__Task data__:
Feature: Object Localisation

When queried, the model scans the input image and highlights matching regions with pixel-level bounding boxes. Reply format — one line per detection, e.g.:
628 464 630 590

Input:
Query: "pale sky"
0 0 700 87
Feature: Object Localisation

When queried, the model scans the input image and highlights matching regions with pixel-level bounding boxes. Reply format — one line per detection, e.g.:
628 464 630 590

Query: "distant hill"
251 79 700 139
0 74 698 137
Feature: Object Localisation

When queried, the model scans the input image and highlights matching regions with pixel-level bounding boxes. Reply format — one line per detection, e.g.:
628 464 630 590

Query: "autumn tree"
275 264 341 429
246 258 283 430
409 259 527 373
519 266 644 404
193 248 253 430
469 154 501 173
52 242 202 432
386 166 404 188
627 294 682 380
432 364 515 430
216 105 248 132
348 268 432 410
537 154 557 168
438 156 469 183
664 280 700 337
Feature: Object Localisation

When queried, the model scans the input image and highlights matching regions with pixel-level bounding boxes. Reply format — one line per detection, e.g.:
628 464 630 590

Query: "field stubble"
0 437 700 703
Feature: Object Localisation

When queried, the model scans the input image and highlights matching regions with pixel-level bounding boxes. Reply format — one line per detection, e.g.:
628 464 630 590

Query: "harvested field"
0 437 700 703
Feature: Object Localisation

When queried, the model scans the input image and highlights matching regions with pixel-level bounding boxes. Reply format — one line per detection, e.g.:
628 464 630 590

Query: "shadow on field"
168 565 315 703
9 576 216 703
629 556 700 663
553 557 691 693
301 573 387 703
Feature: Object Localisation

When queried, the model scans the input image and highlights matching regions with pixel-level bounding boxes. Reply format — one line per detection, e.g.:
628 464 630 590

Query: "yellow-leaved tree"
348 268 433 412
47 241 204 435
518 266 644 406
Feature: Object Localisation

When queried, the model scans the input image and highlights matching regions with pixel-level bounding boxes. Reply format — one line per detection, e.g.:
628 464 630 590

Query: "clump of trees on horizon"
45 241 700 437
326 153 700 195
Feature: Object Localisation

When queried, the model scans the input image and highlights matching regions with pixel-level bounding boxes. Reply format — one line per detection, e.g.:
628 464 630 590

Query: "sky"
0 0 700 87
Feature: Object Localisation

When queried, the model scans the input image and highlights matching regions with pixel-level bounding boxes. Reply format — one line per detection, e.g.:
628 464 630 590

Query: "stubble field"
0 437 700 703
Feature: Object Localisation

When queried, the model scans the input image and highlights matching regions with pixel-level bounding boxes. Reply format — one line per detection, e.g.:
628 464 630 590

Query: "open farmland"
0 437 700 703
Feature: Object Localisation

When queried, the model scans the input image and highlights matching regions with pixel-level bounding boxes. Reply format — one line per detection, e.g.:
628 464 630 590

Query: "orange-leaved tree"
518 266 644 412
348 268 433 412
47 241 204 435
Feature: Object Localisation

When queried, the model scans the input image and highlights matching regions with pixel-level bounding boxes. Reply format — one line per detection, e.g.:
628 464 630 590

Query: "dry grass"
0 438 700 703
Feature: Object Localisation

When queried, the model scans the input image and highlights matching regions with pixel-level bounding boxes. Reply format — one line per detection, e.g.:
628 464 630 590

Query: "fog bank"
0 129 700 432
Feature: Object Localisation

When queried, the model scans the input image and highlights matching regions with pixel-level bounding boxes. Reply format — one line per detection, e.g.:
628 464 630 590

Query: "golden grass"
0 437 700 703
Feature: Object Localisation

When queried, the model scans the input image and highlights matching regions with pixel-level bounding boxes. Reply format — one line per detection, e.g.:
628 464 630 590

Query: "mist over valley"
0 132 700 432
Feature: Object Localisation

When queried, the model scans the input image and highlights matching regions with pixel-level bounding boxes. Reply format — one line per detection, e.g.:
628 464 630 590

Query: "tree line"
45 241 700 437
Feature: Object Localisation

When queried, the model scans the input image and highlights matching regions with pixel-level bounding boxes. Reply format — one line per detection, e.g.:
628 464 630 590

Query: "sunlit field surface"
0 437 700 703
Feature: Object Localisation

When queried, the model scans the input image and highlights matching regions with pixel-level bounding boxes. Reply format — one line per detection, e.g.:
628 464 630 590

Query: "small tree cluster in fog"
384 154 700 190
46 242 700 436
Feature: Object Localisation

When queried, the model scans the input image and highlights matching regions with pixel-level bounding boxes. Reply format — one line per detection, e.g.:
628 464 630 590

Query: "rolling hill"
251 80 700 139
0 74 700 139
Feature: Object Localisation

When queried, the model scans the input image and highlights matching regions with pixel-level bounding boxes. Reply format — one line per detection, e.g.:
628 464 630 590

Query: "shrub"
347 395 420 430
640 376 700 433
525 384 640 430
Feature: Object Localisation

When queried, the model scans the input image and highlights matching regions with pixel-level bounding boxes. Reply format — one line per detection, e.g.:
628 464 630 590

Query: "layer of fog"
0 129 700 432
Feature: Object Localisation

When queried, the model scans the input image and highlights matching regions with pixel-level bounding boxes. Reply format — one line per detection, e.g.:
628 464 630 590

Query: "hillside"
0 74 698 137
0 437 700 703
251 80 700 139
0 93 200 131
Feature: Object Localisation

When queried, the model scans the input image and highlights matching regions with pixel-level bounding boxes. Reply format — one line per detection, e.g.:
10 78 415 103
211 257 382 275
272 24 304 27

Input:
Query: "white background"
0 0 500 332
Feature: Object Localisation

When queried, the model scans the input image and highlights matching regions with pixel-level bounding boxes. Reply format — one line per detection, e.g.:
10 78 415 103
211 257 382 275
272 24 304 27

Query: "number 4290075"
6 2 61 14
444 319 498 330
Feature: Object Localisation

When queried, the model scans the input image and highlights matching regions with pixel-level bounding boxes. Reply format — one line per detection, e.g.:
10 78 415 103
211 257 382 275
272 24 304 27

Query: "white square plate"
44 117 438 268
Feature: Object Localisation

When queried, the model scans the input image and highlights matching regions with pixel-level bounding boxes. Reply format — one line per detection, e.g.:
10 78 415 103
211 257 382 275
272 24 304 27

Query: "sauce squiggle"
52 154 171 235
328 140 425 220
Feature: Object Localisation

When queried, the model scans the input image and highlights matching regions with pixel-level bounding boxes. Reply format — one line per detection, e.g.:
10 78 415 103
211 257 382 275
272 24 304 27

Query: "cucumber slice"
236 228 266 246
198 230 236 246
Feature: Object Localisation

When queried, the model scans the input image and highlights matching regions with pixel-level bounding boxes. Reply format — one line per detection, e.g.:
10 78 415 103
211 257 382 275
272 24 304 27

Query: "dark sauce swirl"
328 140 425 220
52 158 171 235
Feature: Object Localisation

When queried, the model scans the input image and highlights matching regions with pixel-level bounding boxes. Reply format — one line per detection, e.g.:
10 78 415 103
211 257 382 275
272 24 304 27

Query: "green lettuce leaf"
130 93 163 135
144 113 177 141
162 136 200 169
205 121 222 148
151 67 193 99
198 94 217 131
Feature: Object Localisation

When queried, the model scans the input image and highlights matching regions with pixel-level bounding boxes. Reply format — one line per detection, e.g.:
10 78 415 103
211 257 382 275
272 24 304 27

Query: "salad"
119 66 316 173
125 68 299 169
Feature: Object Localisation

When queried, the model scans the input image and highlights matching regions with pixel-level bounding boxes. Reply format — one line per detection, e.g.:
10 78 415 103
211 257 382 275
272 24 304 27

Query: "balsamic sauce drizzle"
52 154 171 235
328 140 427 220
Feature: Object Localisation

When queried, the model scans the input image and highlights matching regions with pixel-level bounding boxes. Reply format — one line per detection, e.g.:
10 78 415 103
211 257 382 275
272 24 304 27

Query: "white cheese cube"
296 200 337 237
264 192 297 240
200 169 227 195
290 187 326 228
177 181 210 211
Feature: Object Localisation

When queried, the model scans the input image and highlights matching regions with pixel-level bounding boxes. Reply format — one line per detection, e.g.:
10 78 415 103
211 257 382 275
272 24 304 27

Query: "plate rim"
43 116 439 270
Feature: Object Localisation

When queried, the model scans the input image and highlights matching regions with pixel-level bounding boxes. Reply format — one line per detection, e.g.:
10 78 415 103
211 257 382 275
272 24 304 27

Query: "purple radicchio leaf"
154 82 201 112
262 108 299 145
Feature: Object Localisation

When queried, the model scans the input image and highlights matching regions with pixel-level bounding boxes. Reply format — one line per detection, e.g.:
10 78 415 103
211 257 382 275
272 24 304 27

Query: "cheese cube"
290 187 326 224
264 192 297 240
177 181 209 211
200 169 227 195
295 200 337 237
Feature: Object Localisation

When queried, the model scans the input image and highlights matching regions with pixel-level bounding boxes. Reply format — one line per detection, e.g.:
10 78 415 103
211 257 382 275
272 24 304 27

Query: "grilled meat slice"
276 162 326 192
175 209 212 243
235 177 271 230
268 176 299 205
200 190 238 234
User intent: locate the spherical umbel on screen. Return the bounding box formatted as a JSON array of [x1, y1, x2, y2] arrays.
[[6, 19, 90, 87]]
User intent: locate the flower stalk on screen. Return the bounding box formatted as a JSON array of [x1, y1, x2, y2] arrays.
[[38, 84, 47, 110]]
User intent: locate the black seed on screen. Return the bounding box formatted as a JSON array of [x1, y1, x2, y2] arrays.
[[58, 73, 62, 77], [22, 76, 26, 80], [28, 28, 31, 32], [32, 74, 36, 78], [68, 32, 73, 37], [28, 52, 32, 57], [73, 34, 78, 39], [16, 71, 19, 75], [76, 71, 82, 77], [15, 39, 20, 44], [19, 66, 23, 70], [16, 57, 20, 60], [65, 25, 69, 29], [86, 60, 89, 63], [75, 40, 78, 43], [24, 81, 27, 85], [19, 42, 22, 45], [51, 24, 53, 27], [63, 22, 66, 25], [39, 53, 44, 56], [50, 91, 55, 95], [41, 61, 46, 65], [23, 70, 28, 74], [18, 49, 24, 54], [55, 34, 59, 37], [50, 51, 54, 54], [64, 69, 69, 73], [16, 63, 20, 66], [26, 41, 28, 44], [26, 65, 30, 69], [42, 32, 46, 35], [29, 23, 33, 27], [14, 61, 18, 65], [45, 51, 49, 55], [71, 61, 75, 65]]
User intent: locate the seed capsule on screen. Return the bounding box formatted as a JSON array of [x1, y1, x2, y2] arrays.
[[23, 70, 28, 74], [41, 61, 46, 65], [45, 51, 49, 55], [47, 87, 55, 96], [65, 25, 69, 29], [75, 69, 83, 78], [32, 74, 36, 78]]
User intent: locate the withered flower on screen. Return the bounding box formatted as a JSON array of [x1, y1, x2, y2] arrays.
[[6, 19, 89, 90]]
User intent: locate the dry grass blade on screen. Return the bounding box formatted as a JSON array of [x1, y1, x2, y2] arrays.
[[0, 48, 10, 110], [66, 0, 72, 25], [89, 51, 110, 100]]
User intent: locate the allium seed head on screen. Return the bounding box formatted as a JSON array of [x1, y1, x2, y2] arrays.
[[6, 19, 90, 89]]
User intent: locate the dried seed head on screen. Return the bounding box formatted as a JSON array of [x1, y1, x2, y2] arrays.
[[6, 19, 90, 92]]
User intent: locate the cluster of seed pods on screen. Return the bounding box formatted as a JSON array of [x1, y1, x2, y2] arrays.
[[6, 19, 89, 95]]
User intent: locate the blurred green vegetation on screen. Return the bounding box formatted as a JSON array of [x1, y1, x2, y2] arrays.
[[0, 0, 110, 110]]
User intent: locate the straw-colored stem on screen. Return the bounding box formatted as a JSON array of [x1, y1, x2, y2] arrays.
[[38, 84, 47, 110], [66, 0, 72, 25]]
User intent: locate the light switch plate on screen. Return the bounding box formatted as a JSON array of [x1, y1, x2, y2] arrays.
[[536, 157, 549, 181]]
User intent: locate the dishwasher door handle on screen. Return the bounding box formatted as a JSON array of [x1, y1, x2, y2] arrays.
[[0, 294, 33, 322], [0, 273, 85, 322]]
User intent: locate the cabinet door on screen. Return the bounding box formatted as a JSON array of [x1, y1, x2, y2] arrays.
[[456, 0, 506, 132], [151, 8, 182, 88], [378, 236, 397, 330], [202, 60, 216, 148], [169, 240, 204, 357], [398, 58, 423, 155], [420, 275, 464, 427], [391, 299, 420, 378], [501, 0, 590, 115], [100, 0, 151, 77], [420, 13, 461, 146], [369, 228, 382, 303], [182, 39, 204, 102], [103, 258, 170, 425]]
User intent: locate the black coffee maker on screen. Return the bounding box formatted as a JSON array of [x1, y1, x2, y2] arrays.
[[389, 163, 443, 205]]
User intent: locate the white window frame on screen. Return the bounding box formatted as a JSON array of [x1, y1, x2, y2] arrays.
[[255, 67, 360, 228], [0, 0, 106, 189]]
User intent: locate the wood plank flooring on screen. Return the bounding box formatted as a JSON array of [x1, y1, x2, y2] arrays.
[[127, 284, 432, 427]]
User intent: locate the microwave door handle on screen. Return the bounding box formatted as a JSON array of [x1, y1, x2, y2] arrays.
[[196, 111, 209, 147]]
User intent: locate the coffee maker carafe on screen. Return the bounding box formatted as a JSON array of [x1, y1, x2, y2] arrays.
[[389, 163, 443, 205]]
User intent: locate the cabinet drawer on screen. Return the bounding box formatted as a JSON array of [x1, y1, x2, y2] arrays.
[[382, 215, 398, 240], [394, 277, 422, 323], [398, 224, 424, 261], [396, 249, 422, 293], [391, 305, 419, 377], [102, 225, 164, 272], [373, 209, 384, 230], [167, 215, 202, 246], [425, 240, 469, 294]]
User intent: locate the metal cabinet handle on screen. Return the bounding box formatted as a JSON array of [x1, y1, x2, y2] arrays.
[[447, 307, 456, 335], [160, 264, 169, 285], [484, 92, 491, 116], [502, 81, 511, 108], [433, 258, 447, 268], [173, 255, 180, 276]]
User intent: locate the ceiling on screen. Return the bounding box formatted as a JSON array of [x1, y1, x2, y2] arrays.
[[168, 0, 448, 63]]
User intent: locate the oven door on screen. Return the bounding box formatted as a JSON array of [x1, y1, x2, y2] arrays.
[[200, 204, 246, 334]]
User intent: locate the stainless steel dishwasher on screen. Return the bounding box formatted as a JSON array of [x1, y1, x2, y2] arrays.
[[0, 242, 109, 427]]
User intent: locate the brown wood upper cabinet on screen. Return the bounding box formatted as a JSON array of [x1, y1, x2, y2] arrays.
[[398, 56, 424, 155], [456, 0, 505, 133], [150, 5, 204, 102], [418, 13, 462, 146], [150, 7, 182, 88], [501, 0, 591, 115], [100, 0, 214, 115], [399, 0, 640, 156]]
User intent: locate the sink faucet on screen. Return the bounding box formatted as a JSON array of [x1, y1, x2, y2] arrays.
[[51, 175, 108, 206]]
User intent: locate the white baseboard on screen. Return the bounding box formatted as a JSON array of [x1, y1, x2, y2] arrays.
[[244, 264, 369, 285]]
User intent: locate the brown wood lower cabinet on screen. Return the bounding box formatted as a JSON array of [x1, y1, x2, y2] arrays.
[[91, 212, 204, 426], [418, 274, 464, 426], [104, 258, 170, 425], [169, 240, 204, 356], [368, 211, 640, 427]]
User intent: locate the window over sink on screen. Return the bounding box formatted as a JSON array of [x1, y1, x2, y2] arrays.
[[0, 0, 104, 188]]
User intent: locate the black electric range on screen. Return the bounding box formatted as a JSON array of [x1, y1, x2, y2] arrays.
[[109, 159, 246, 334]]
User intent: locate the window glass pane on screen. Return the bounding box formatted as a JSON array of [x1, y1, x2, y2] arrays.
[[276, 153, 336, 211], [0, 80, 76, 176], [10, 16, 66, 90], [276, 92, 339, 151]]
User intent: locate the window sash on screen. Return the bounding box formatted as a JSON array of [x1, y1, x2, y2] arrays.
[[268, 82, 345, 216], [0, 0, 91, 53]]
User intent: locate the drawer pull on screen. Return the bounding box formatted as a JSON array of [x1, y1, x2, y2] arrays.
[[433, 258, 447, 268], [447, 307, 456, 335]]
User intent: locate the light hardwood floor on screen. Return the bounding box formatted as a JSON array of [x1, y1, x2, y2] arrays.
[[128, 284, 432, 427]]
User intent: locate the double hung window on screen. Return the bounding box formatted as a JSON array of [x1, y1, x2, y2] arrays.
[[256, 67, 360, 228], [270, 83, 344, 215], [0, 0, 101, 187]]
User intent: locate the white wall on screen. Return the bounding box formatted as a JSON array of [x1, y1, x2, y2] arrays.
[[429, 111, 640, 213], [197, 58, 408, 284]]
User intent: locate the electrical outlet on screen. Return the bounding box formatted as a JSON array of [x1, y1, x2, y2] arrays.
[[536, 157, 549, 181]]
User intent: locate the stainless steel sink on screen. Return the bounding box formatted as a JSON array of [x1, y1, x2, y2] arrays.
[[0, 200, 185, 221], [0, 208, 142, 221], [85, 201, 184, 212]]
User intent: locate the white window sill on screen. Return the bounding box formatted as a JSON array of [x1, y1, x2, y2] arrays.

__Problem to work on__:
Set down, unchanged, the line that contains "User intent: locate the white wall" together with every later line in the records, through the last one.

__Task solution__:
User intent: locate the white wall on screen. Return the bounding box formatted as a JSON array of [x1, y1, x2, y2] arrays.
[[429, 111, 640, 213], [197, 58, 408, 284]]
User intent: locate the electrical outlet on screen. Return the bounding box formatted as a JSON array of [x1, y1, x2, y2] arrays.
[[536, 157, 549, 181]]
User intent: locate the stainless steel sink on screen. Return the bounding box formatted as a JSON array of [x1, y1, x2, y2] arrays.
[[0, 200, 185, 221], [0, 208, 142, 221], [85, 201, 184, 212]]
User intent: locate the white window sill on screen. Return the bounding box formatted as a JSON array of [x1, y1, x2, y2] arrays.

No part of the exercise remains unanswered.